WHAT THE TASK REQUIRES: Return the records below exactly; pictures stay out.

SOURCE MATERIAL:
________________
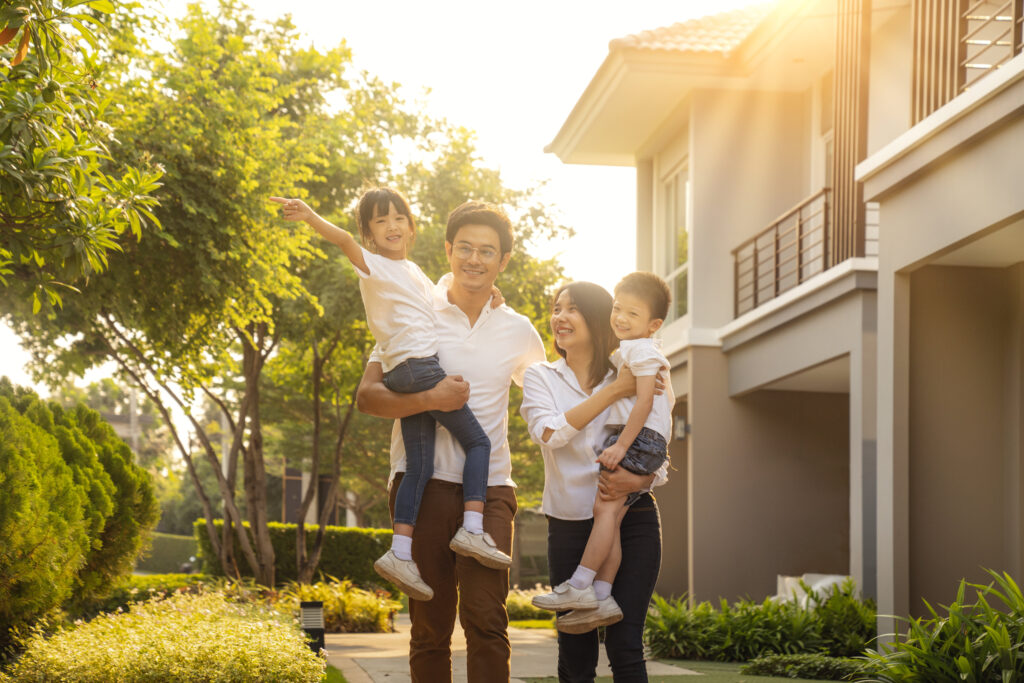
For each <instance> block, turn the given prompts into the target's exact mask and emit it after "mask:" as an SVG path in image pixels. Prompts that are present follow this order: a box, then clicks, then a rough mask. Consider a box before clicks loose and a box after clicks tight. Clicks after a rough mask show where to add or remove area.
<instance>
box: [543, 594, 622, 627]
mask: <svg viewBox="0 0 1024 683" xmlns="http://www.w3.org/2000/svg"><path fill="white" fill-rule="evenodd" d="M622 620H623V610H622V609H620V608H618V603H617V602H615V599H614V598H613V597H611V596H608V597H607V598H605V599H604V600H598V601H597V609H575V610H573V611H570V612H569V613H568V614H562V615H561V616H559V617H558V618H557V620H556V621H555V627H556V628H557V629H558V630H559V631H561V632H562V633H588V632H590V631H593V630H594V629H596V628H597V627H599V626H609V625H611V624H614V623H615V622H621V621H622Z"/></svg>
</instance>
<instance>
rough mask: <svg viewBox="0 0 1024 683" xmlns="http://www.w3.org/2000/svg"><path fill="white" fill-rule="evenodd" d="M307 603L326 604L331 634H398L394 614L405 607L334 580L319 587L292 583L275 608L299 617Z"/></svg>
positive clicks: (379, 593) (379, 596) (325, 626)
mask: <svg viewBox="0 0 1024 683" xmlns="http://www.w3.org/2000/svg"><path fill="white" fill-rule="evenodd" d="M306 600H319V601H322V602H323V603H324V627H325V630H326V631H327V632H328V633H390V632H392V631H394V613H395V612H396V611H397V610H398V608H399V607H400V606H401V603H400V602H398V601H397V600H393V599H391V597H390V595H389V594H388V593H387V592H386V591H367V590H364V589H361V588H356V587H355V586H352V582H350V581H338V580H337V579H334V578H333V577H332V578H330V580H329V581H318V582H316V583H315V584H297V583H294V582H293V583H290V584H288V585H287V586H286V587H285V589H284V590H283V591H282V592H281V593H280V594H279V595H278V599H276V601H275V602H274V608H275V609H278V610H280V611H283V612H285V613H286V614H293V615H295V616H298V615H299V603H300V602H302V601H306Z"/></svg>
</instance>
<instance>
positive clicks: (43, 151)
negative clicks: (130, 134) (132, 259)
mask: <svg viewBox="0 0 1024 683" xmlns="http://www.w3.org/2000/svg"><path fill="white" fill-rule="evenodd" d="M138 7H139V5H138V3H133V2H121V3H117V6H115V4H114V3H112V2H109V1H108V0H93V1H92V2H84V1H80V2H57V1H56V0H24V2H19V3H13V2H5V3H3V7H2V8H0V29H2V30H3V31H2V32H0V43H5V44H3V45H0V225H2V227H3V230H2V231H0V285H6V286H12V285H14V286H16V287H15V290H16V293H15V296H18V297H28V298H31V300H32V309H33V312H38V311H39V310H40V309H41V308H43V307H44V306H45V307H46V308H47V309H49V308H50V307H51V306H53V305H59V304H60V303H61V292H63V293H65V294H67V292H68V291H76V286H80V285H81V284H82V283H83V282H84V281H87V280H88V279H89V276H90V275H91V274H93V273H96V272H100V271H102V270H103V269H104V268H105V266H106V264H108V258H109V256H110V254H111V253H112V252H116V251H117V250H119V249H120V248H121V247H120V245H119V239H120V236H122V234H124V233H126V232H130V233H131V234H132V236H133V237H134V238H136V239H138V238H139V237H141V233H142V228H143V226H144V225H145V224H146V223H155V222H156V219H155V217H154V215H153V213H152V209H153V208H154V206H155V204H156V201H155V199H154V198H153V197H152V196H151V195H152V194H153V191H154V190H155V189H156V188H157V187H158V185H159V183H158V179H159V177H160V173H159V171H158V170H157V169H156V168H155V166H154V165H153V164H150V163H146V162H145V161H144V160H139V161H138V163H134V164H131V165H129V164H125V163H124V161H123V159H115V158H114V157H112V155H111V147H112V141H113V134H114V131H113V129H112V127H111V126H110V125H109V123H108V120H109V117H110V114H111V101H110V99H109V98H106V97H104V96H103V89H102V88H100V87H99V86H98V84H97V80H98V81H99V82H100V83H102V82H103V76H102V69H101V58H100V56H99V50H100V43H101V42H105V41H108V40H109V39H110V36H109V27H110V25H111V24H112V23H118V22H119V20H120V19H119V18H118V15H119V14H130V13H132V12H134V11H137V9H138ZM112 13H115V15H114V16H110V15H111V14H112ZM8 41H9V42H8Z"/></svg>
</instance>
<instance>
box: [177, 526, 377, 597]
mask: <svg viewBox="0 0 1024 683" xmlns="http://www.w3.org/2000/svg"><path fill="white" fill-rule="evenodd" d="M222 524H223V522H222V521H221V520H219V519H217V520H215V521H214V526H215V527H216V528H217V532H218V533H219V532H220V529H221V526H222ZM269 527H270V540H271V542H272V543H273V557H274V560H273V563H274V575H275V577H276V578H278V583H279V584H286V583H288V582H291V581H296V580H297V579H298V575H297V569H296V560H295V547H296V546H295V524H280V523H274V522H271V523H270V524H269ZM194 528H195V531H196V539H197V541H198V542H199V553H200V557H201V558H202V560H203V570H204V571H205V572H206V573H209V574H210V575H214V577H223V575H224V572H223V570H222V569H221V566H220V562H219V561H218V559H217V554H216V553H214V552H213V547H212V546H211V545H210V537H209V536H207V532H206V520H205V519H197V520H196V524H195V527H194ZM316 529H317V526H316V525H315V524H311V525H307V526H306V530H307V536H306V538H307V541H308V543H309V546H310V547H311V546H312V537H313V536H314V535H315V532H316ZM325 533H326V537H327V538H326V539H325V540H324V553H323V555H322V556H321V562H319V566H318V568H317V570H318V571H319V572H321V573H323V574H326V575H331V577H339V578H341V579H347V580H349V581H351V582H352V583H353V584H355V585H357V586H362V587H368V588H369V587H381V588H383V589H385V590H387V591H388V592H390V593H395V592H397V591H396V589H395V588H394V586H392V585H391V584H390V583H389V582H386V581H385V580H383V579H381V578H380V577H379V575H378V574H377V572H376V571H374V561H376V560H377V558H378V557H380V556H381V555H383V554H384V553H385V552H386V551H387V549H388V548H389V547H390V545H391V529H384V528H351V527H348V526H328V527H327V531H326V532H325ZM231 539H232V540H233V542H234V558H236V560H237V561H238V563H239V570H240V572H241V573H242V575H243V577H252V570H251V569H250V567H249V565H248V563H247V562H246V559H245V555H243V554H242V548H241V547H240V546H239V542H238V537H237V536H234V535H232V536H231Z"/></svg>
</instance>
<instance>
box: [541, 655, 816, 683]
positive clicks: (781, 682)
mask: <svg viewBox="0 0 1024 683" xmlns="http://www.w3.org/2000/svg"><path fill="white" fill-rule="evenodd" d="M664 661H665V663H666V664H671V665H676V666H678V667H682V668H683V669H689V670H690V671H695V672H697V673H698V674H700V677H699V678H697V677H695V676H651V677H650V683H782V682H783V681H785V682H786V683H793V682H794V681H797V682H798V683H799V681H806V679H802V678H775V677H774V676H743V675H740V673H739V667H740V666H741V665H738V664H728V663H723V661H683V660H680V659H664ZM526 681H528V682H529V683H558V679H557V678H556V677H549V678H527V679H526ZM597 683H612V682H611V678H610V677H609V676H598V677H597Z"/></svg>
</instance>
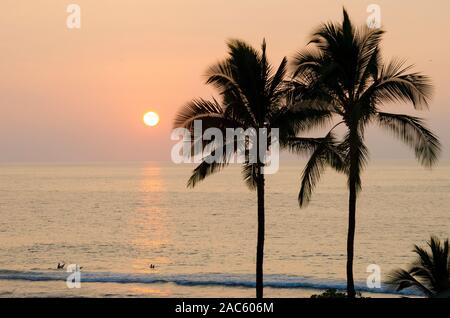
________________
SOLUTION TO THE PROBLEM:
For each <instance> block, turn the given prompts into the target's exact mask and emit it after "mask:" as an SVG path in image pixels. Prompts that are present follow this order: a box, then clicks, then a rough mask. Consider a box before clicks loose and a box after clicks tight. Clicks after a rough mask show where to add or remove area.
<instance>
box: [543, 594, 622, 627]
mask: <svg viewBox="0 0 1024 683" xmlns="http://www.w3.org/2000/svg"><path fill="white" fill-rule="evenodd" d="M622 620H623V610H622V609H620V608H618V603H617V602H615V599H614V598H613V597H611V596H608V597H607V598H605V599H604V600H598V601H597V609H575V610H573V611H570V612H569V613H568V614H562V615H561V616H559V617H558V618H557V620H556V621H555V627H556V628H557V629H558V630H559V631H561V632H562V633H588V632H590V631H593V630H594V629H596V628H597V627H599V626H609V625H611V624H614V623H615V622H621V621H622Z"/></svg>
</instance>
<instance>
rough mask: <svg viewBox="0 0 1024 683" xmlns="http://www.w3.org/2000/svg"><path fill="white" fill-rule="evenodd" d="M307 603L326 604L331 634H398L394 614L405 607L334 580L319 587L292 583L275 608L299 617Z"/></svg>
positive clicks: (379, 593) (379, 596) (325, 626)
mask: <svg viewBox="0 0 1024 683" xmlns="http://www.w3.org/2000/svg"><path fill="white" fill-rule="evenodd" d="M306 600H319V601H322V602H323V603H324V627H325V630H326V631H327V632H328V633H390V632H392V631H394V613H395V612H396V611H397V610H398V608H399V607H400V606H401V603H400V602H398V601H397V600H393V599H391V597H390V595H389V594H388V593H387V592H386V591H367V590H364V589H361V588H356V587H355V586H352V582H350V581H338V580H337V579H334V578H333V577H332V578H330V580H329V581H318V582H316V583H315V584H297V583H294V582H293V583H290V584H288V585H287V586H286V587H285V589H284V590H283V591H282V592H281V593H280V594H279V595H278V599H276V601H275V602H274V608H275V609H278V610H280V611H283V612H285V613H286V614H293V615H295V616H298V615H299V603H300V602H302V601H306Z"/></svg>
</instance>
<instance>
positive clicks: (43, 151)
negative clicks: (130, 134) (132, 259)
mask: <svg viewBox="0 0 1024 683" xmlns="http://www.w3.org/2000/svg"><path fill="white" fill-rule="evenodd" d="M138 7H139V5H138V3H133V2H121V3H117V6H115V4H114V3H112V2H109V1H108V0H93V1H92V2H84V1H80V2H57V1H56V0H24V2H19V3H13V2H5V3H3V7H2V8H0V29H2V30H3V31H2V32H0V43H5V44H3V45H0V225H2V227H3V230H2V231H0V285H6V286H12V285H14V286H16V287H15V290H16V293H15V296H18V297H28V298H31V300H32V309H33V312H38V311H39V310H40V309H41V308H43V307H44V306H45V307H46V308H47V309H49V308H50V307H51V306H53V305H59V304H60V303H61V292H63V293H65V294H67V292H68V291H76V286H80V285H81V284H82V283H83V282H84V281H87V280H88V279H89V276H90V275H91V274H93V273H96V272H100V271H102V270H103V269H104V268H105V266H106V264H108V258H109V256H110V254H111V253H112V252H116V251H117V250H119V249H120V248H121V247H120V245H119V239H120V236H122V234H124V233H126V232H130V233H131V234H132V236H133V237H134V238H136V239H138V238H139V237H141V233H142V228H143V226H144V225H145V224H146V223H155V222H156V219H155V217H154V215H153V213H152V209H153V208H154V206H155V204H156V201H155V199H154V198H153V197H152V196H151V195H152V194H153V191H154V190H155V189H156V188H157V187H158V185H159V183H158V179H159V177H160V173H159V171H158V170H157V169H156V168H155V166H154V165H153V164H150V163H146V162H145V161H144V160H139V161H138V163H134V164H131V165H129V164H125V163H124V161H123V159H115V158H114V157H112V155H111V147H112V141H113V134H114V131H113V129H112V127H111V126H110V125H109V123H108V120H109V117H110V114H111V101H110V99H109V98H106V97H104V96H103V89H102V88H100V87H99V86H98V84H97V80H98V81H99V82H100V83H102V82H103V76H102V69H101V58H100V56H99V50H100V43H101V42H105V41H108V40H109V39H110V36H109V27H110V25H111V24H112V23H118V22H119V20H120V19H119V18H118V15H119V14H130V13H132V12H134V11H137V9H138ZM112 13H115V15H114V16H110V15H111V14H112ZM8 41H9V42H8Z"/></svg>
</instance>
<instance>
box: [177, 526, 377, 597]
mask: <svg viewBox="0 0 1024 683" xmlns="http://www.w3.org/2000/svg"><path fill="white" fill-rule="evenodd" d="M222 524H223V522H222V521H221V520H219V519H217V520H215V521H214V526H215V527H216V528H217V532H218V533H219V532H220V529H221V526H222ZM269 527H270V540H271V542H272V543H273V557H274V560H273V563H274V575H275V577H276V578H278V583H279V584H286V583H288V582H291V581H296V580H297V579H298V575H297V569H296V560H295V547H296V546H295V524H280V523H274V522H271V523H270V524H269ZM194 528H195V531H196V539H197V541H198V542H199V553H200V557H201V558H202V560H203V570H204V571H205V572H206V573H209V574H210V575H214V577H223V575H224V572H223V570H222V569H221V566H220V562H219V561H218V559H217V554H216V553H214V552H213V547H212V546H211V545H210V537H209V536H207V532H206V520H205V519H197V520H196V524H195V527H194ZM316 529H317V526H316V525H315V524H311V525H307V526H306V530H307V536H306V538H307V541H308V543H309V546H310V547H311V546H312V537H313V536H314V535H315V532H316ZM325 533H326V537H327V538H326V539H325V540H324V553H323V555H322V556H321V562H319V566H318V568H317V570H318V571H319V572H321V573H323V574H326V575H331V577H339V578H341V579H347V580H349V581H351V582H352V583H353V584H355V585H357V586H362V587H368V588H369V587H381V588H383V589H385V590H387V591H388V592H390V593H395V592H397V591H396V589H395V588H394V586H392V585H391V584H390V583H389V582H386V581H385V580H383V579H381V578H380V577H379V575H378V574H377V572H376V571H374V561H376V560H377V558H378V557H380V556H381V555H383V554H384V553H385V552H386V551H387V549H388V548H389V547H390V545H391V529H384V528H351V527H348V526H328V527H327V531H326V532H325ZM231 539H232V540H233V542H234V558H236V560H237V561H238V563H239V570H240V572H241V573H242V575H243V577H252V570H251V569H250V567H249V565H248V563H247V562H246V559H245V555H243V554H242V548H241V547H240V546H239V542H238V537H237V536H234V535H232V536H231Z"/></svg>
</instance>
<instance>
box: [541, 655, 816, 683]
positive clicks: (781, 682)
mask: <svg viewBox="0 0 1024 683" xmlns="http://www.w3.org/2000/svg"><path fill="white" fill-rule="evenodd" d="M664 661H665V663H666V664H671V665H676V666H678V667H682V668H683V669H689V670H690V671H695V672H697V673H698V674H700V677H699V678H697V677H695V676H651V677H650V683H782V682H783V681H785V682H786V683H793V682H794V681H797V682H798V683H799V681H806V679H802V678H775V677H774V676H743V675H740V673H739V667H740V666H741V665H738V664H728V663H723V661H683V660H680V659H664ZM526 681H528V682H529V683H558V679H557V678H556V677H549V678H527V679H526ZM597 683H612V682H611V678H610V677H609V676H598V677H597Z"/></svg>
</instance>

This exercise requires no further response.